JOB
Give the records below as a numbered list, beginning at the line that has "Shelf-audit tool: tag the person sitting" and stopping after the line that has "Shelf-audit tool: tag the hillside", with blank lines dropped. Leave the pictures out of the list.

SUPPLIED INFORMATION
◇ ◇ ◇ ◇ ◇ ◇ ◇

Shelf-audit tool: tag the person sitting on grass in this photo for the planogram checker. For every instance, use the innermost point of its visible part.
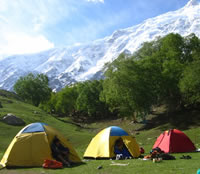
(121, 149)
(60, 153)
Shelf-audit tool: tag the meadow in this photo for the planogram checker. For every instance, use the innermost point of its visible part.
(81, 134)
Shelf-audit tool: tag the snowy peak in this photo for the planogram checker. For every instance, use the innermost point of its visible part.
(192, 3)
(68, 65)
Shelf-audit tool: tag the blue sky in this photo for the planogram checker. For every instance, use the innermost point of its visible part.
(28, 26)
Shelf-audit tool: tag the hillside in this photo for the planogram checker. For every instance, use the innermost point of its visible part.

◇ ◇ ◇ ◇ ◇ ◇ ◇

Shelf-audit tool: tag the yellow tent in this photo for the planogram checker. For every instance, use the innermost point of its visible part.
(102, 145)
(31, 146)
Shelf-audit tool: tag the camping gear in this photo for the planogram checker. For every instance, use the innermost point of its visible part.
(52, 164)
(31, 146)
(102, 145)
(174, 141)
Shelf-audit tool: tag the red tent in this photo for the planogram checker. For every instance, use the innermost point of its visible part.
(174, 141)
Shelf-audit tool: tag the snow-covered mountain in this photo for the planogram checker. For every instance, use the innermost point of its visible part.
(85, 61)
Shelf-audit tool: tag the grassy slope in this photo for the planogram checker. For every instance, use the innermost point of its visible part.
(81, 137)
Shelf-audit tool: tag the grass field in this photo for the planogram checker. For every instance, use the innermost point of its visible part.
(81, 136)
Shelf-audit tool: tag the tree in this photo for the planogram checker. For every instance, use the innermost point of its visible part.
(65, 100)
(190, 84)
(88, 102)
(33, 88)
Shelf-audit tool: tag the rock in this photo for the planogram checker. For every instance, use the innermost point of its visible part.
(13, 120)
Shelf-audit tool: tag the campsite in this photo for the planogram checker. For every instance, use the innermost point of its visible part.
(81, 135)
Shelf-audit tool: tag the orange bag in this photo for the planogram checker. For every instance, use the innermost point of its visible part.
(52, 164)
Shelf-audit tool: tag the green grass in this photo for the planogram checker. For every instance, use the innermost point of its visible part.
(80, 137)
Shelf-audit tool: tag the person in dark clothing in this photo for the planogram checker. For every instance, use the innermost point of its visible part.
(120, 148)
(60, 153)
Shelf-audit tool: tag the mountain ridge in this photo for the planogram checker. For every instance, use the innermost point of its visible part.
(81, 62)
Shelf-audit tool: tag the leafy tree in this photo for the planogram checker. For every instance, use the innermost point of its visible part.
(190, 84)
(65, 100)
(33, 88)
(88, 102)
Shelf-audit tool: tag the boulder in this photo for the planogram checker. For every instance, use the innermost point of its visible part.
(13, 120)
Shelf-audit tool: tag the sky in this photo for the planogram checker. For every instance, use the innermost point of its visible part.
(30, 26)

◇ ◇ ◇ ◇ ◇ ◇ ◇

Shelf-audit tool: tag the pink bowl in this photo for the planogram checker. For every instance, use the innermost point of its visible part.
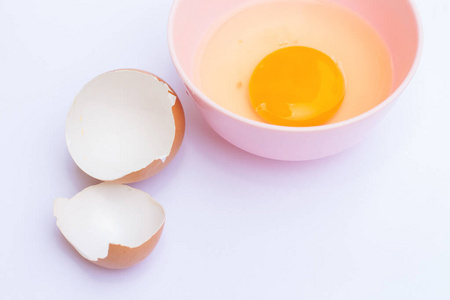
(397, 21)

◇ ◇ ◇ ◇ ◇ ◇ ◇

RESULT
1. Shelf-audit tool: tag the person sitting on grass in this photo for the planogram checker. For every instance, use the innermost point of its visible part.
2. (121, 149)
3. (60, 153)
4. Shelf-audit tool: tag the meadow in this photo for the planogram checker. For every instance, use the innermost point of its visible part.
5. (81, 134)
6. Shelf-audit tool: tag the snowy peak in this photo for the planogram checker. For every instance, use the innermost point of its visible part.
7. (192, 3)
8. (68, 65)
9. Shelf-audit tool: tag the blue sky in this photo for the planogram checker. For every instance, use the innermost point of its visible part.
10. (28, 26)
11. Shelf-audit tool: tag the hillside in this photo for the planogram checker. For every instance, use the innermost point of its visible part.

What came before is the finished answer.